§ **WHAT YOU HAVE TO DO**
Reproduce the listing below word for word, from its first line to its last.

↓↓↓

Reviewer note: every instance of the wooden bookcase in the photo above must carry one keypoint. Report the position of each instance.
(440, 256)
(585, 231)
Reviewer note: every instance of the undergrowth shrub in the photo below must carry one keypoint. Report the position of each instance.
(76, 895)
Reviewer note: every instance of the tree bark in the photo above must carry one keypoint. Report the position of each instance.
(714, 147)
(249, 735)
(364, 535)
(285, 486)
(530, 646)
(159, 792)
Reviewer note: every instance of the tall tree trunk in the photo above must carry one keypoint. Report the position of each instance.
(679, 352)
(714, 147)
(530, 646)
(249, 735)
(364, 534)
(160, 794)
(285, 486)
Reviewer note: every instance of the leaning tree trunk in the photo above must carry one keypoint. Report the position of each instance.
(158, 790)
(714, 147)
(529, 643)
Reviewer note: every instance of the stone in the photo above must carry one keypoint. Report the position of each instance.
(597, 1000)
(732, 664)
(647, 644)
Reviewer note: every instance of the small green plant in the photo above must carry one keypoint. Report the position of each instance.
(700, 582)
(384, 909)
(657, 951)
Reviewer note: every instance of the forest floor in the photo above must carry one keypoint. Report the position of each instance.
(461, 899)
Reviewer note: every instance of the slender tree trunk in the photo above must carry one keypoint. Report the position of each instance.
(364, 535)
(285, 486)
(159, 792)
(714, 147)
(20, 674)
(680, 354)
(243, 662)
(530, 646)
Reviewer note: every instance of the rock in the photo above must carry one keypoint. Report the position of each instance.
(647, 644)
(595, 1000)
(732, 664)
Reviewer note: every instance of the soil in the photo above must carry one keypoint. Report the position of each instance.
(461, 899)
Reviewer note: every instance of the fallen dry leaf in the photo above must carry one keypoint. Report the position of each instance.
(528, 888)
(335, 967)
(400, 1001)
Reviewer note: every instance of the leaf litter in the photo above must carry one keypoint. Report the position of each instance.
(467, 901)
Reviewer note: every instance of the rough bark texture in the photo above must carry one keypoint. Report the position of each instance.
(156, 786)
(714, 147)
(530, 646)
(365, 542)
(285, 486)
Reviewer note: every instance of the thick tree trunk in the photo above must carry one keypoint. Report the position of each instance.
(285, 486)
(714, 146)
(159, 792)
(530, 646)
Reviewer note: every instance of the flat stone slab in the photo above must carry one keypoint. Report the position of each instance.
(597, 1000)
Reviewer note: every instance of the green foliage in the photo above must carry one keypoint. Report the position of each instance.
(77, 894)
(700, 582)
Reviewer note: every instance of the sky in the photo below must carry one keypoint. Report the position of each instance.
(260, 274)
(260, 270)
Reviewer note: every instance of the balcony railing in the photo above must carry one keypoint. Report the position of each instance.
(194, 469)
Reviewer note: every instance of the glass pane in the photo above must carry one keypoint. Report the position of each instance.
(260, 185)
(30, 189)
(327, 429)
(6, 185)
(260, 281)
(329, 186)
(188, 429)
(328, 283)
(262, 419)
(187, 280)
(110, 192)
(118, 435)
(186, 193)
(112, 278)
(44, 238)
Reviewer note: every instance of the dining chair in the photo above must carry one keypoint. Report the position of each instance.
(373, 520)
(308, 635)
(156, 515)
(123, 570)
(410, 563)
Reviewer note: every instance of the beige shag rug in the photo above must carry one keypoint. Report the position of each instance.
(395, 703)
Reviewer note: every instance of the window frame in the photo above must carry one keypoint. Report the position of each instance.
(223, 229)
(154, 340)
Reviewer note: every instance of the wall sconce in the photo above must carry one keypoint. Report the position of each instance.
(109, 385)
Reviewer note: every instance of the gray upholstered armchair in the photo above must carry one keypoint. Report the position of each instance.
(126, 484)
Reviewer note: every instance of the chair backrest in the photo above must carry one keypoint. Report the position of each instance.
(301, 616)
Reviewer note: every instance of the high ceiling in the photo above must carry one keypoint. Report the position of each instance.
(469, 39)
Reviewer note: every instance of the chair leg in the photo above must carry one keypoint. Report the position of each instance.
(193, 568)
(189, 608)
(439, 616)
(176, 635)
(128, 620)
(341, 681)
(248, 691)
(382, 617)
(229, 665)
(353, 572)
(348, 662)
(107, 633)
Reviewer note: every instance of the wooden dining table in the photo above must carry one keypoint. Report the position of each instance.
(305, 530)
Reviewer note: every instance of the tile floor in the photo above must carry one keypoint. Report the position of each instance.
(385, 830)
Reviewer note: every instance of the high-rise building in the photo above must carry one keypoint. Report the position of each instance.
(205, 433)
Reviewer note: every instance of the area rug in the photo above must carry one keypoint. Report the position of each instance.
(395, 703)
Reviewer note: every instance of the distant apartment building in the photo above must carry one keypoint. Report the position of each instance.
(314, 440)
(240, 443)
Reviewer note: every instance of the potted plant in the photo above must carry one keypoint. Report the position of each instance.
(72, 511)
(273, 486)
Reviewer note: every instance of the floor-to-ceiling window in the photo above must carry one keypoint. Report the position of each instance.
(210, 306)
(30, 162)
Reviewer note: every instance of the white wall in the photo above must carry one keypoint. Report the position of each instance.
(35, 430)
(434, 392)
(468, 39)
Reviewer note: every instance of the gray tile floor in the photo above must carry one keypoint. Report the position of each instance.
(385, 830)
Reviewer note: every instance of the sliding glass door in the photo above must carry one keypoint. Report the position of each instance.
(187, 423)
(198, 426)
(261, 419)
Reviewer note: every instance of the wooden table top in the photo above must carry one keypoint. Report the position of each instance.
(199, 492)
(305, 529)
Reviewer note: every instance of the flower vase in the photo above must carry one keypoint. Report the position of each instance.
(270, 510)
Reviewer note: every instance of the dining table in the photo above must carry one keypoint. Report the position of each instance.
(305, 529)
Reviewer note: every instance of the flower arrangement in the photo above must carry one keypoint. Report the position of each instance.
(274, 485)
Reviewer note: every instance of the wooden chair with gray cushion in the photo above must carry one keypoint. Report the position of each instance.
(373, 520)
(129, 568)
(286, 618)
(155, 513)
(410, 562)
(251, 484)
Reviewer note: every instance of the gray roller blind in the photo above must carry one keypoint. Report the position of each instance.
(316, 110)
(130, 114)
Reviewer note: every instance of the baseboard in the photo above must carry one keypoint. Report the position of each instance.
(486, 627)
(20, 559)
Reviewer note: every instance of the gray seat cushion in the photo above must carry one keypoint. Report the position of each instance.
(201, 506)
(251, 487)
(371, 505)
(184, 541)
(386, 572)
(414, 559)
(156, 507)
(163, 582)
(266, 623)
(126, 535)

↑↑↑

§ **THE ANSWER**
Reviewer note: every instance of the wooden bookcase in the photo above must carry one keypoint. Report the position of each instance.
(440, 256)
(585, 231)
Reviewer note: every instance of the undergrowth shrub in the photo below must carry one keypoint. Report the position of each instance.
(76, 895)
Reviewer note: every instance of the tree bark in the photo above must carry one keypoint. Report the position of each instance.
(714, 147)
(249, 735)
(364, 535)
(285, 486)
(530, 646)
(159, 792)
Reviewer note: every instance of the tall tree trunk in the photo above must carry one keypoint. Report the position of each instance.
(679, 352)
(714, 147)
(530, 646)
(249, 735)
(364, 534)
(160, 794)
(285, 486)
Reviewer note: every instance of the leaning tree trunk in the photo above must carry one keypoint. Report the position of each instance.
(158, 790)
(714, 147)
(529, 643)
Reviewer note: every instance of the stone in the photo above must carry one keypoint. Report the position of each instance.
(597, 1000)
(732, 664)
(647, 644)
Reviewer note: every instance of the small green plant in the photo above must carry one keypoint. Report the position of each instance.
(700, 582)
(384, 909)
(657, 951)
Reviewer note: every instance of the forest floor in the photo above must carry one keypoint. Report the position of each instance.
(461, 899)
Reviewer note: every instance of the slender tree trunk in the photo above must carry one keypoint. Report the position of each instance.
(364, 535)
(285, 486)
(159, 792)
(714, 147)
(20, 674)
(680, 354)
(243, 662)
(530, 646)
Reviewer note: every instance of the rock in the photo above must carry one keypoint. Report the position of each instance.
(647, 644)
(595, 1000)
(732, 664)
Reviewer note: every instance of the soil in the photo above must carry one keypoint. Report the position of each instance.
(461, 899)
Reviewer note: every instance of the fallen dry leaf in the photo above must carry one keypoint. Report the position of each instance.
(528, 888)
(335, 967)
(400, 1001)
Reviewer note: every instance of the leaf litter in the photo above must carry one keypoint. Report the position of each instance.
(467, 901)
Reviewer note: every instance of the rough bark texture in the photo above must carry one keypoint. Report the position of each instance.
(156, 786)
(714, 147)
(530, 646)
(365, 542)
(285, 486)
Reviewer note: every instance of the thick tree trunk in the photo above must carry one keypoint. Report the position of each instance.
(285, 486)
(714, 146)
(159, 792)
(530, 646)
Reviewer note: every instance of the flat stone slab in the photo above must carry one keypoint. Report the position of each instance.
(597, 1000)
Reviewer note: every instance of the green foliage in the photo above must carry one keypoint. Report the position of each instance.
(77, 894)
(700, 582)
Reviewer note: every instance of the sky in the photo below must carry one keypoint. Report the position of each instance.
(260, 274)
(260, 270)
Reviewer note: every instance of the balcony railing in the photo above must carry one keypoint. Report the position of each instance.
(194, 469)
Reviewer note: every instance of the glass pane in the photo above must carry one keypoint. Report the position of each instance.
(260, 185)
(30, 189)
(327, 429)
(6, 185)
(260, 281)
(329, 186)
(188, 429)
(328, 283)
(262, 419)
(187, 280)
(110, 192)
(118, 435)
(186, 193)
(112, 278)
(44, 238)
Reviewer note: every instance of the dining chair in the photo above must carry one keypoint. Report the position of each instance.
(373, 520)
(308, 635)
(156, 515)
(123, 570)
(410, 563)
Reviewer note: every instance of the beige shag rug in the photo above must carry one keypoint. Report the position of each instance.
(395, 703)
Reviewer note: every instance of the window frame in the photo above must carry one keypoint. Report the position of each instance.
(223, 229)
(154, 340)
Reviewer note: every instance of the wall sconce in the photo above must carry one keypoint. Report the position of each instance.
(109, 385)
Reviewer note: every instance of the gray upholstered armchair in the photo above must carry one keypoint. Report the position of each instance.
(126, 484)
Reviewer note: every instance of the chair backrest in the photo above must carry one keypoint. Report the position of each instance.
(301, 616)
Reviewer note: every instance of the high ceiling in the photo above must carry one keypoint. Report the position of each instance.
(469, 39)
Reviewer note: every instance of the chair leg in the photo above must carry one keypoint. Report the position of each instance.
(193, 568)
(189, 608)
(439, 616)
(176, 635)
(128, 620)
(341, 681)
(248, 691)
(382, 617)
(229, 665)
(353, 572)
(348, 662)
(107, 633)
Reviewer note: every instance of the wooden dining table in the photo above must carry one keypoint. Report the position of each instance.
(305, 530)
Reviewer note: every instance of the tile floor in the photo above must carry one keypoint. Report the position of each instance.
(385, 830)
Reviewer note: every instance of the high-rise building in the photo above must carry one keypoint. Report the position of each instance.
(205, 433)
Reviewer note: every instance of the area rug in the photo above must carry one keypoint. Report the position of each instance.
(395, 703)
Reviewer note: every instance of the distant apartment building in the photo above must carry one keypoint. Report the position of each instance.
(314, 440)
(240, 443)
Reviewer note: every instance of the potted plant in the photo above must carry one keypoint. Report the position of each instance.
(72, 511)
(273, 486)
Reviewer note: every instance of the floor-to-ceiling window in the photo above must carry one keypoint. Report the position of each instance.
(210, 306)
(30, 162)
Reviewer note: every instance of the white wall in the photo above must carry one keypoint. Report the position of each instance.
(35, 430)
(434, 392)
(468, 39)
Reviewer note: every instance of the gray tile floor in the photo above must carry one keypoint. Report the position of each instance.
(385, 830)
Reviewer note: every instance of the sliding glass door in the photo above must carry one keypoint. Report the position of each instance.
(187, 423)
(198, 426)
(261, 419)
Reviewer note: every instance of the wooden table top in the photo above must carry one keypoint. Report the position of each instance.
(199, 492)
(305, 529)
Reviewer note: every instance of the flower vase in the photo above must carry one keypoint. Report the position of each instance.
(270, 510)
Reviewer note: every instance of the dining table in the photo above must carry one keypoint. Report the position of each instance.
(305, 529)
Reviewer note: every instance of the flower arrangement in the photo above must carry one keypoint. Report the position of each instance.
(274, 485)
Reviewer note: every instance of the wooden chair with gray cushion in the photo above must carry one keypoint. Report the position of each instance.
(373, 520)
(129, 568)
(286, 618)
(155, 513)
(410, 562)
(251, 484)
Reviewer note: every instance of the gray roller blind in the photo above must carry one keypoint. Report the position of each instance.
(316, 110)
(130, 114)
Reviewer note: every instance of the baseboard in the photo above must carry one keypoint. Report the position of each instance.
(486, 627)
(20, 559)
Reviewer note: every instance of the gray seat cushion in the photo above must carry one keypoint. Report the position of each instance.
(201, 506)
(251, 487)
(371, 505)
(184, 541)
(386, 572)
(414, 559)
(156, 507)
(163, 582)
(266, 623)
(126, 535)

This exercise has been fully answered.